> Texto fornecido:
No documento Plataforma Política (1979), havia a defesa da estatização das empresas que prestam serviços básicos, entre elas a educação. Na mesma linha de pensamento, o documento Plataforma Eleitoral Nacional: Trabalho, Terra e Liberdade (1982, p.4), propõe “pôr um fim no grande negócio que se tornou a educação”, prevendo, indiretamente, o fim da rede privada de ensino, o que é coerente com a linha do partido de construir uma “sociedade sem explorados e sem exploradores” (PARTIDO DOS TRABALHADORES, 1980, p.1). As críticas à privatização e ao crescimento do mercado educacional eram contundentes, por exemplo, quanto à exclusividade da destinação das verbas públicas para a rede pública, exigindo também a proibição da destinação dessas verbas para a rede privada. Ao defender a gestão democrática nas instituições de ensino, o PT pretendia que o controle popular fomentasse a construção de um novo poder, vindo a superar a divisão entre governados e governantes, ao permitir que os trabalhadores pudessem tomar a direção do país, política e economicamente. Em geral, na década de 1980, as bandeiras de luta na educação estavam vinculadas à melhoria das condições de vida e de trabalho dos trabalhadores, como um direito democrático que beneficiava as classes populares e o acúmulo de forças. Havia a compreensão de que a efetivação da educação pública, gratuita e de qualidade poderia ser compatível com o desenvolvimento capitalista em situações específicas, todavia, a avaliação era de que a burguesia brasileira dificilmente cederia, uma vez que essa condição seria contraposta ao modelo de desenvolvimento adotado no Brasil. Assim, na realidade brasileira, essa luta teria grande contribuição na construção do socialismo.

Até o ano de 1989, a educação, nas formulações do partido, não era vista como panaceia redentora do país, mas enquanto um direito social básico que deveria ser tratado com seriedade. Nesse período, havia certa sobrevalorização da escola ao indicar que ela poderia despertar e capacitar no rumo da transformação social. As lutas pela educação pública e gratuita tinham o intuito de alterar a correlação de forças na sociedade, na medida em que poderiam ampliar a democracia e a participação dos trabalhadores através da democratização da educação e da gestão democrática da escola. As propostas eram bastante avançadas e expressavam as demandas concretas da classe trabalhadora, entretanto, os debates educacionais não estavam isolados do programa do partido. Na efetivação da EDP, também o programa educacional paulatinamente sofreu alterações17.

> Bloco de dados:
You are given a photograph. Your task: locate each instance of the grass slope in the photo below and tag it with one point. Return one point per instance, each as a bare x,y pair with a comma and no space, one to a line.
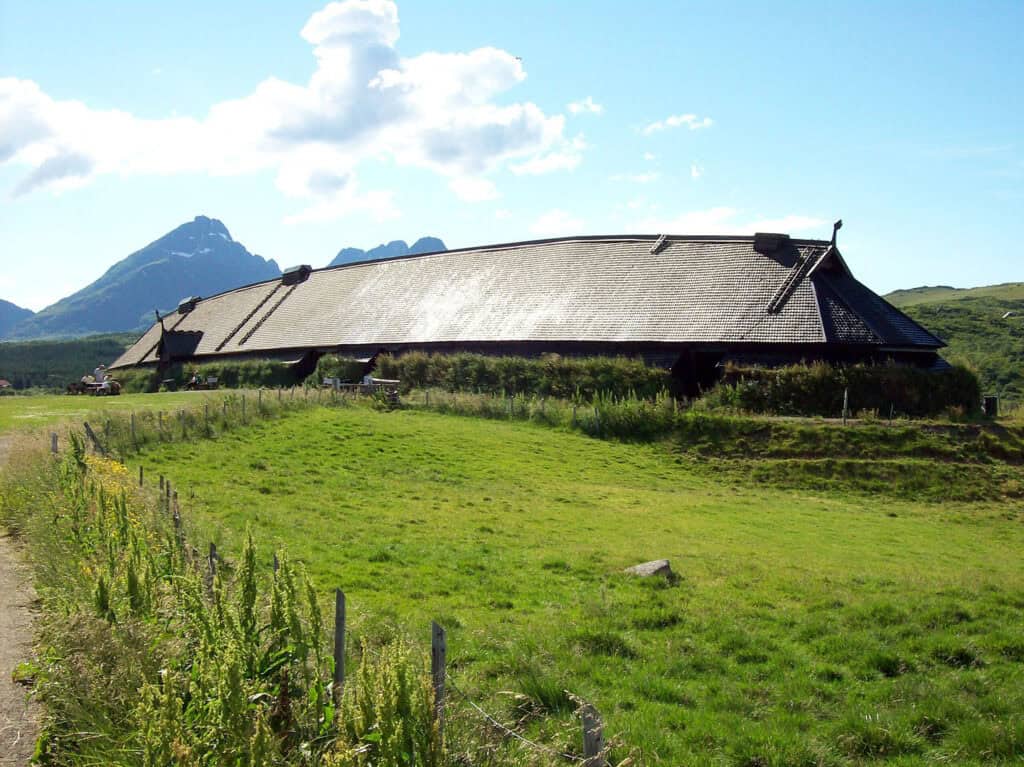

> Requisitos do exercício: Transcreva literalmente, do texto sobre a política educacional do PT, o trecho que vai de "Até o ano de" até "paulatinamente sofreu alterações17.", incluindo essas palavras.

> A resposta:
Até o ano de 1989, a educação, nas formulações do partido, não era vista como panaceia redentora do país, mas enquanto um direito social básico que deveria ser tratado com seriedade. Nesse período, havia certa sobrevalorização da escola ao indicar que ela poderia despertar e capacitar no rumo da transformação social. As lutas pela educação pública e gratuita tinham o intuito de alterar a correlação de forças na sociedade, na medida em que poderiam ampliar a democracia e a participação dos trabalhadores através da democratização da educação e da gestão democrática da escola. As propostas eram bastante avançadas e expressavam as demandas concretas da classe trabalhadora, entretanto, os debates educacionais não estavam isolados do programa do partido. Na efetivação da EDP, também o programa educacional paulatinamente sofreu alterações17.